The role of the CFO has changed
In recent years, as technology has evolved, so too has the role and day-to-day activities of individuals working within finance. Nowadays, financial processes within businesses are using automation technology, and this is on the rise. Research data from the 2021 edition of Visma | Onguard’s Fintech Barometer discovered a significant uptake in robotic process automation (RPA) among financial organisations, with 61% of organisations now either using this technology or developing ideas on how to incorporate it, increasing from 46% in 2020.
Supporting technologies are giving finance professionals real-time access to data from which they can gain valuable insights. As a result is transforming the role of the finance professional and the CFO.
Evolving responsibilities
Understandably, the initial introduction of technology led some CFOs to question their job security. But the reality has proved to be different. With less time spent on manual activities such as chasing debts, CFOs can focus on the bigger picture issues. It gives them time to work on tasks that are in greater need of their attention. Driving the digital transformation strategy of the wider business is the perfect example. It is now actively on the agenda for 90% of CFOs and financial professionals, having risen from 68% in 2019.

[Object descriptions in free text]
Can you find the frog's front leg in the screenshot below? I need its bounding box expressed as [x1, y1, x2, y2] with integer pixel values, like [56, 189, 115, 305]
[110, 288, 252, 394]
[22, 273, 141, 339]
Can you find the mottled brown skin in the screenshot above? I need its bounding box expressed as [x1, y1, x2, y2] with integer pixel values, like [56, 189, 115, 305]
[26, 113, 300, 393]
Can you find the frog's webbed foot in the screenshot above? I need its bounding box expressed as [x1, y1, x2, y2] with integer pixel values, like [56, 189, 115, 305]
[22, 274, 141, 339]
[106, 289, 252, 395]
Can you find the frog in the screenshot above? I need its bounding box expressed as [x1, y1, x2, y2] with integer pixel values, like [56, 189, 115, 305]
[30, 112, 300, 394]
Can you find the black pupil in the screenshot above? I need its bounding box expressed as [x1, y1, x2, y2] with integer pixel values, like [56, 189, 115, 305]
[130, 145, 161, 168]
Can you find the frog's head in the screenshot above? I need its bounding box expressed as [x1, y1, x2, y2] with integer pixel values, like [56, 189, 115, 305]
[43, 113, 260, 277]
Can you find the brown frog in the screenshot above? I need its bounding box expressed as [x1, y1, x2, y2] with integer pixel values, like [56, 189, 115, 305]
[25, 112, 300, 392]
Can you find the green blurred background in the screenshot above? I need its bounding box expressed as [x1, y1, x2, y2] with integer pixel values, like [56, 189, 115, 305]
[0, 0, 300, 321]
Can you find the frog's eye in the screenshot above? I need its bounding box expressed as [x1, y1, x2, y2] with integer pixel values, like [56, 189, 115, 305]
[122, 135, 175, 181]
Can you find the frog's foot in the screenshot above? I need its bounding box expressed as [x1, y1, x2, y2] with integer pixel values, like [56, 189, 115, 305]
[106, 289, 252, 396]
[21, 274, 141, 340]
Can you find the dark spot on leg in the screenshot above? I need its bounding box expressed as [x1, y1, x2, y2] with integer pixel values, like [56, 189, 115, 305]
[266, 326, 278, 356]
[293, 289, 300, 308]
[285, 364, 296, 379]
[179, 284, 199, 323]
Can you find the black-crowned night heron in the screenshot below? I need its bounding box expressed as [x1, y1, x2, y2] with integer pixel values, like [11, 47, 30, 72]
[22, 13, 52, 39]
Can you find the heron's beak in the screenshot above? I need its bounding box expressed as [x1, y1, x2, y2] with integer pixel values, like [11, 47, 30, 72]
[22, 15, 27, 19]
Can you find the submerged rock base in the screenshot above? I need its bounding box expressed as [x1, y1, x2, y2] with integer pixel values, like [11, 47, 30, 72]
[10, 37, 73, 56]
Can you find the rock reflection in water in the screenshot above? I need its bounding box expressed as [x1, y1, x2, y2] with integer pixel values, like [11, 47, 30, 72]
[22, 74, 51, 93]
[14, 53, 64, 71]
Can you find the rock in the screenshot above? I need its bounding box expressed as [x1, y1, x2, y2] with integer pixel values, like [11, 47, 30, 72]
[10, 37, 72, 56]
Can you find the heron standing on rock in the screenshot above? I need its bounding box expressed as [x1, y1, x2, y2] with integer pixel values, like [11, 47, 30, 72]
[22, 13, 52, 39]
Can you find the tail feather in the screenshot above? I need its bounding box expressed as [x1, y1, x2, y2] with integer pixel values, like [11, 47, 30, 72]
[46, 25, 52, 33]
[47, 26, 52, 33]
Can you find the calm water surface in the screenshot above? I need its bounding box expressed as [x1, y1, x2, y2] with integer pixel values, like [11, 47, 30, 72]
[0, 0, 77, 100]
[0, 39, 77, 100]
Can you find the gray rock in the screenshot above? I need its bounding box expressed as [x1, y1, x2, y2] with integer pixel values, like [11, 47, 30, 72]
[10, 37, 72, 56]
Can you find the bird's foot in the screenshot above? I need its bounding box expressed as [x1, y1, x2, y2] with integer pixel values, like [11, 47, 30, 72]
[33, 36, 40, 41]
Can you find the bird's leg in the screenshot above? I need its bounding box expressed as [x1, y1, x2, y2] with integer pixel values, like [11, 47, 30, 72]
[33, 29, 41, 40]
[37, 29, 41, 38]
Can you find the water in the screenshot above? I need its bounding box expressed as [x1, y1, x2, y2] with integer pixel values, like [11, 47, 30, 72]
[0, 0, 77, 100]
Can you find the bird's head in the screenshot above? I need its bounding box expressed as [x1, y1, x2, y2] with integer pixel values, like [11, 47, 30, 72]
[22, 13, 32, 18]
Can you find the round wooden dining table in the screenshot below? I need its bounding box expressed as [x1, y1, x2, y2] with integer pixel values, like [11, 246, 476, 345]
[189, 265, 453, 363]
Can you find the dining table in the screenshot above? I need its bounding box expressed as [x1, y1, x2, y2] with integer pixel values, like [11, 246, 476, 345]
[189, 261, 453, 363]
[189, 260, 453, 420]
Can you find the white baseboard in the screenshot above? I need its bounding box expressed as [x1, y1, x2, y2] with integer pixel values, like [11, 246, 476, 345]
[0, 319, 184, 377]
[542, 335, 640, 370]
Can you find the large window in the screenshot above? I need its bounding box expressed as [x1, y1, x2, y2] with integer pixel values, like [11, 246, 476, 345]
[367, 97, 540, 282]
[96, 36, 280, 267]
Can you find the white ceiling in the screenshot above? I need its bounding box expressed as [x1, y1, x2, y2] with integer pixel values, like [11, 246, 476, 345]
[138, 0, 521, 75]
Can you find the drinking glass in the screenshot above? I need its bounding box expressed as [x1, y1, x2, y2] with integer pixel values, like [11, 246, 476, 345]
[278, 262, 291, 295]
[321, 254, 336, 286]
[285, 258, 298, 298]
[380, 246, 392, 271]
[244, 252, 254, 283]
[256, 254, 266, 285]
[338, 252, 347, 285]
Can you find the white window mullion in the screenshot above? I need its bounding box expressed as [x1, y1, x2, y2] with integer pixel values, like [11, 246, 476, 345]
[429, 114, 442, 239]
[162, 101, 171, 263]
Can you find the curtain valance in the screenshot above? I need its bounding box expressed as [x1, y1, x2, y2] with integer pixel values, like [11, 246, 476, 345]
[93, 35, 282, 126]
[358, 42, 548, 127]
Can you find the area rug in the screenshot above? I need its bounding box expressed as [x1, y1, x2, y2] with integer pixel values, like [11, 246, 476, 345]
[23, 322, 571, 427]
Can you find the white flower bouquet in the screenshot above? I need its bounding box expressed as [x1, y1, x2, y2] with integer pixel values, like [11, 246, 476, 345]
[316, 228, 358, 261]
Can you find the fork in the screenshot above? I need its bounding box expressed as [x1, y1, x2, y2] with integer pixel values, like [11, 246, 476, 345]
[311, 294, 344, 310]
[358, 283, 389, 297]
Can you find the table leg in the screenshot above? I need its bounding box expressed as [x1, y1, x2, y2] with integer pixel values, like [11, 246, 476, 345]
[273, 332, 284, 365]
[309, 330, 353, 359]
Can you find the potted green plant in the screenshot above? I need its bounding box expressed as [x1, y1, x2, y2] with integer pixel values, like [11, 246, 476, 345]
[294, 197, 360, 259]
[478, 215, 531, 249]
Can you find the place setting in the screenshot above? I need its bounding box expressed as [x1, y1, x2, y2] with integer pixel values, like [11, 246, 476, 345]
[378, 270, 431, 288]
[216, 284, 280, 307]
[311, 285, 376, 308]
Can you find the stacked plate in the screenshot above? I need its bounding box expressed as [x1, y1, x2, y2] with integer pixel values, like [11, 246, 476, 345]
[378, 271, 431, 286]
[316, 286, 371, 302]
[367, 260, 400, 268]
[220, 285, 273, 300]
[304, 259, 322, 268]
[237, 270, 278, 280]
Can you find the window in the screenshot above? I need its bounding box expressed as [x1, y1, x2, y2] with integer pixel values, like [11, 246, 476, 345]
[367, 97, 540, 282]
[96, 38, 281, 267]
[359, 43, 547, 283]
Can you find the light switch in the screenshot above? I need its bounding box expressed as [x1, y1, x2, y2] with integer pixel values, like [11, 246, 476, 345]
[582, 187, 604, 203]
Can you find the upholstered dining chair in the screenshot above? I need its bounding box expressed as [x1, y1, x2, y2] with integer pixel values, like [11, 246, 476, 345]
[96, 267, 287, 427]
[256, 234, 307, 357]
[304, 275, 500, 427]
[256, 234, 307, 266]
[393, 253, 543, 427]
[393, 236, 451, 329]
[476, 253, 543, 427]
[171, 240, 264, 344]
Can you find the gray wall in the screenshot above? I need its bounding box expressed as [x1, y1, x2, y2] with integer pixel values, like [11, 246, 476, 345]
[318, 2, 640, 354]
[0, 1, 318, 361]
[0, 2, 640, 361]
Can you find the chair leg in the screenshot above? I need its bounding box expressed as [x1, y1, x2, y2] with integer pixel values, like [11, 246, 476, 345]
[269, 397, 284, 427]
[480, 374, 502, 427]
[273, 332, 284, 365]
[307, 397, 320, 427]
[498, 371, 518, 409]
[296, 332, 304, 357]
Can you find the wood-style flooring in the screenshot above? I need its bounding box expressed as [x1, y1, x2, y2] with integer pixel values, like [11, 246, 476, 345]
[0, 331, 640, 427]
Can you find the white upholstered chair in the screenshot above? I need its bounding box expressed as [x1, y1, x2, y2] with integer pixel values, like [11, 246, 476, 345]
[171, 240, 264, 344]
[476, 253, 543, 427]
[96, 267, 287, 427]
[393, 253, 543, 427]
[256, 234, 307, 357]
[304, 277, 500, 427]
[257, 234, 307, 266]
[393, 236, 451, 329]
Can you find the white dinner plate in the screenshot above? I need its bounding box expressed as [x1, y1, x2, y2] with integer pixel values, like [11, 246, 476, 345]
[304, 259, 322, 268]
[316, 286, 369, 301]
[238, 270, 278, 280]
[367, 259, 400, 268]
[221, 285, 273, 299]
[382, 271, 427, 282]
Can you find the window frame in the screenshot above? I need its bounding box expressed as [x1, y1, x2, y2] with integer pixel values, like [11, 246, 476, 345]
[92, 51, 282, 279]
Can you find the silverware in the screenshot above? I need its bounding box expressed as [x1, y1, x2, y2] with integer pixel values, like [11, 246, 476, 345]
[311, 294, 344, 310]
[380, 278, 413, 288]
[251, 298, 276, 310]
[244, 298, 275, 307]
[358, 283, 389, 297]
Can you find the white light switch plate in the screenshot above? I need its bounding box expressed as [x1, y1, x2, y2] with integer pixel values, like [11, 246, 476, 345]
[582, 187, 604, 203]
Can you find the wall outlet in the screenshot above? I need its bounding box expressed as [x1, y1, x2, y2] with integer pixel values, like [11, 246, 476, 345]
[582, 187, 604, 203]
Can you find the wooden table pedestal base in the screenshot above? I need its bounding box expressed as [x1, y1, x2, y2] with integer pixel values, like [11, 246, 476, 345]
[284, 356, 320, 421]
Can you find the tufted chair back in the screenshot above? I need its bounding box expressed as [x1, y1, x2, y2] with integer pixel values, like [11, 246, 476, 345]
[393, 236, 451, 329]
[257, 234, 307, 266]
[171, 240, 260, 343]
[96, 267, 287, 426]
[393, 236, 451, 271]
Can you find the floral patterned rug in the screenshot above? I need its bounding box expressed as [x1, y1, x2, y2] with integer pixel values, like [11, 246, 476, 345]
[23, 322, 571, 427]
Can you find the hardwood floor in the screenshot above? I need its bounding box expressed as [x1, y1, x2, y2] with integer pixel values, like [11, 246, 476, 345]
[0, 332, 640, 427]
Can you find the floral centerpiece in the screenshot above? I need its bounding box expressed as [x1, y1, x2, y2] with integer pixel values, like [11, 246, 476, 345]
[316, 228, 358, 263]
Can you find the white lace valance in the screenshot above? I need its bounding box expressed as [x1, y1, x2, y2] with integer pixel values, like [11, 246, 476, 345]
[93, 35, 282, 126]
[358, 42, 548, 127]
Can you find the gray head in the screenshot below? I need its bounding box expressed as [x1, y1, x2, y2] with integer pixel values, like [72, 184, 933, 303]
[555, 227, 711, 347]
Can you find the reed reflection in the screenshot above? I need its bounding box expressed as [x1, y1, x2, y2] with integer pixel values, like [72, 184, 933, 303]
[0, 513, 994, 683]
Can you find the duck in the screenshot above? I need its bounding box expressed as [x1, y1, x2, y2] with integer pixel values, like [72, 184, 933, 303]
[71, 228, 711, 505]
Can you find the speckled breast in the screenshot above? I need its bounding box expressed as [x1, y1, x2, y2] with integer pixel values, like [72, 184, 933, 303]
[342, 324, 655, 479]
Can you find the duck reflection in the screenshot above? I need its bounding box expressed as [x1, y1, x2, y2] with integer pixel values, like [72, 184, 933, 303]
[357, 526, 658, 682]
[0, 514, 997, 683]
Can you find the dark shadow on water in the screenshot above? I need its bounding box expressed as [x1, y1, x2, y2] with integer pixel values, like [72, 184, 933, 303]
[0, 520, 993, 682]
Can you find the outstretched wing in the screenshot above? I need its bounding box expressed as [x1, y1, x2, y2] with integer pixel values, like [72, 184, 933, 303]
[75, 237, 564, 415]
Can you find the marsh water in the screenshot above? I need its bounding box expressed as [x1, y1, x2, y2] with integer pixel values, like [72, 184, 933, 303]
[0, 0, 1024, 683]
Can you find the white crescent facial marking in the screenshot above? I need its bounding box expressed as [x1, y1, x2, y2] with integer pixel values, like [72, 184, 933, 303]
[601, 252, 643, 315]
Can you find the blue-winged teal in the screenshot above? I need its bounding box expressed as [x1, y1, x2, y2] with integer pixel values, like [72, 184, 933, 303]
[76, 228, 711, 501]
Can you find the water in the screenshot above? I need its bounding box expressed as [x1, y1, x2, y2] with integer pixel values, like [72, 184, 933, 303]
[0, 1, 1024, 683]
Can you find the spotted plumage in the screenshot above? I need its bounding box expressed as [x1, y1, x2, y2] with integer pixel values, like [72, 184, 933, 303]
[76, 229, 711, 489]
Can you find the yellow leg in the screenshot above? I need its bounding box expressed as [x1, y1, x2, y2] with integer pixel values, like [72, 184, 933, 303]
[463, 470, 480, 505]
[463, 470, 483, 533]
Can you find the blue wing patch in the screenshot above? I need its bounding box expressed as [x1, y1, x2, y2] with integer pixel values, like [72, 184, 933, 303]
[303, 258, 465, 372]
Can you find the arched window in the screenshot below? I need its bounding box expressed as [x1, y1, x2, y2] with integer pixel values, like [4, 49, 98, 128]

> [Required action]
Pick up the article on the changing role of the CFO where it stops, and continue it past its last sentence.

> [Answer]
Across the business world, companies have been automating routine administrative tasks, thus reducing the back-office work done by people. Employees are taking on more challenging roles as opposed to those easily automated by AI and robotics. So as jobs change accordingly, it’s essential for CFOs and financial managers to develop new skills. For instance, the automation of dunning processes requires CFOs to develop their skills to interpret and analyse the data collected within their credit management system. CFOs need to harness their analytical, communication and programming skills as they move into more value-adding roles.
With CFOs driving towards these more strategic, value-adding roles, their role today is more akin to a conductor. They need to check the financial lines of an organisation while providing the insight and evidence required to help push the business forward. It’s all about realigning the focus to management and oversight of financial processes, rather than carrying them out. This includes customisation, ensuring each customer’s preferred communication channels and invoice payment methods are understood and delivered. Allowing the business to interact with customers in the way customers prefers will increase the chance of invoices being paid on time and help to strengthen those existing relationships as well.
Data-driven insights
Big data provides CFOs with key insights into a wide range of issues. And identifies as one of the biggest trends to have an impact on the financial sector (44%) in Visma | Onguard’s research. This is up from 26% in 2019. For example, looking at buying signals of customers, companies can drive better commercial decisions. UPS use data to automate the planning of its delivery routing, and with AI, can enable paradigms such as predictive maintenance to know in advance when breakdowns will occur.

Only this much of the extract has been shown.